FRAGMENT TEKSTU -
____

Chorwaci na pierwsze prowadzenie wyszli w 12. minucie (5:4). Fani wicemistrzów Świata zapewne nie spodziewali się wtedy, że na kolejne prowadzenie swojej drużyny będą musieli czekać ponad...45 minut. Od wspomnianego rezultatu 5:4 to Islandczycy niespodziewanie prowadzili grę systematycznie powiększając przewagę. Najwyższe prowadzenie podopieczni Gudmundura Gudmundssona wyszli tuz przed zakończeniem pierwszej połowy, kiedy po golu Gunnarssona było 15:11 dla Islandii. Także przez większość drugiej połowy Chorwaci nie umieli poradzić sobie z Islandczykami. Aż do 47 minuty. Wtedy to, przy stanie 17:21 dla Islandii podopieczni Lino Carvara zdobyli trzy bramki i ponownie wrócili do gry. Wicemistrzowie Świata byli nawet bliscy zwycięstwa, ale na gola Tonci Valcicia odpowiedział Robert Gunnarsson i spotkanie zakończyło się remisem 26:26. Mimo remisu, gospodarze ostatnich Mistrzostw Świata utrzymali prowadzenie w grupie pierwszej.
Chorwacja - Islandia 26:26 (12:15)
Najwięcej bramek:
Chorwacja: Ivan Cupić 5, Tonci Valcić, Denis Buntić, Igor Vori, Vedran Zrnić, Ivano Balić po 3.
Islandia: Olafur Stefansson 7, Snorri Steinn Gudjonsson 6, Robert Gunnarsson 5.
Z ekipą Islandii punktami zrównali się Norwegowie, którzy w drugim poniedziałkowym spotkaniu pokonali gospodarzy imprezy Austriaków. Zespół Norwegii zwycięstwo nad ambitnymi Austriakami zapewnił sobie tylko dzięki skutecznej grze w końcówkach pierwszej i drugiej połowy. Wcześniej walka toczyła się niemal "cios za cios". W 25. minucie po golu Konrada Wilczyńskiego było remis 12:12, ale do końca pierwszej odsłony bramki zdobywali już tylko Norwegowie. Podobnie było w drugiej połowie. Gospodarze nadzieję na korzystny wynik mogli mieć tylko do 45 minuty, kiedy przegrywali zaledwie dwoma bramkami (20:22). W ostatnim kwadransie gracze Roberta Hedina umiejętnie powiększali jednak prowadzenie i odnieśli tym samym bezcenną wygraną.

____

DOSTARCZONY MATERIAŁ -
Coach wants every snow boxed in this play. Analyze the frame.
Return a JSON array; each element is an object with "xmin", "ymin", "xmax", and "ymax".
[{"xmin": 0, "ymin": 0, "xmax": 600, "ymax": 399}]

____

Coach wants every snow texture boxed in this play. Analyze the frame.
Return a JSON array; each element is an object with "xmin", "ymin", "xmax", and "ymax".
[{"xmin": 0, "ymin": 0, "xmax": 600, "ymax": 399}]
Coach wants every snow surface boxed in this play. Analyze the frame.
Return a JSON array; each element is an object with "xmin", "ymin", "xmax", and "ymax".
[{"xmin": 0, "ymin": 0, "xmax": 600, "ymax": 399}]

____

ZADANIA DO WYKONANIA -
(1) Przetłumacz na angielski zdanie z relacji z meczów piłki ręcznej: „Mimo remisu, gospodarze ostatnich Mistrzostw Świata utrzymali prowadzenie w grupie pierwszej.”
(2) Według relacji z meczów piłki ręcznej, po czyim golu w 25. minucie był remis 12:12?
(3) Podaj ciąg dalszy relacji z meczów piłki ręcznej, zaczynając po jej ostatnim zdaniu.
Materiał nie odgrywa tu żadnej roli.

ODPOWIEDZI DO ZADAŃ -
(1) Despite the draw, the hosts of the last World Championship kept the lead in group one.

(2) Po golu Konrada Wilczyńskiego.

(3)
Norwegia - Austria 30:27 (15:12)
Najwięcej bramek:
Norwegia: Håvard Tvedten 6, Bjarte Myrhol 6.
Austria: Roland Schlinger 6, Konrad Wilczyński, Bernd Friede, Vytautas Ziura po 4.
Ostatnie poniedziałkowe potkanie lepiej rozpoczęli Rosjanie, którzy po golach Ivanova, Kaynarova i Igropulo szybko wyszli trzybramkowe prowadzenie. Odpowiedź aktualnych mistrzów Europy była jednak piorunująca. Duńczycy w pięć minut zdobyli cztery gole i to oni znaleźli się z przodu. Graczy Sbornej stać było jeszcze na doprowadzenie do remisu 7:7, ale od tamtego momentu coraz widoczniejszą przewagę osiągali gracze. W 25 minucie i golu Larsa Christiansena prowadzili już 14:10, a do końca pierwszej odsłony powiększyli jeszcze przewagę. Po przerwie Rosjanie próbowali się ratować, jednak wszystko, na co było ich stać, to zniwelowanie strat do jednej bramki w 40 minucie spotkania. Na więcej nie pozwolili bardziej rutynowani mistrzowie Europy, którzy w drugiej części drugiej połowy jeszcze powiększyli przewagę. Dzięki tej wygranej Skandynawowie mają w dorobku cztery punkty, podobnie jak Norwegia i Islandia.
Rosja - Dania 28:34 (13:18)
Najwięcej bramek:
Rosja: Konstantin Igropulo 6, Alexey Kaynarv 4, Vasily Filippov 4.
Dania: Michael Knudsen 6, Mikkel Hansen 5, Lars Christiansen 4.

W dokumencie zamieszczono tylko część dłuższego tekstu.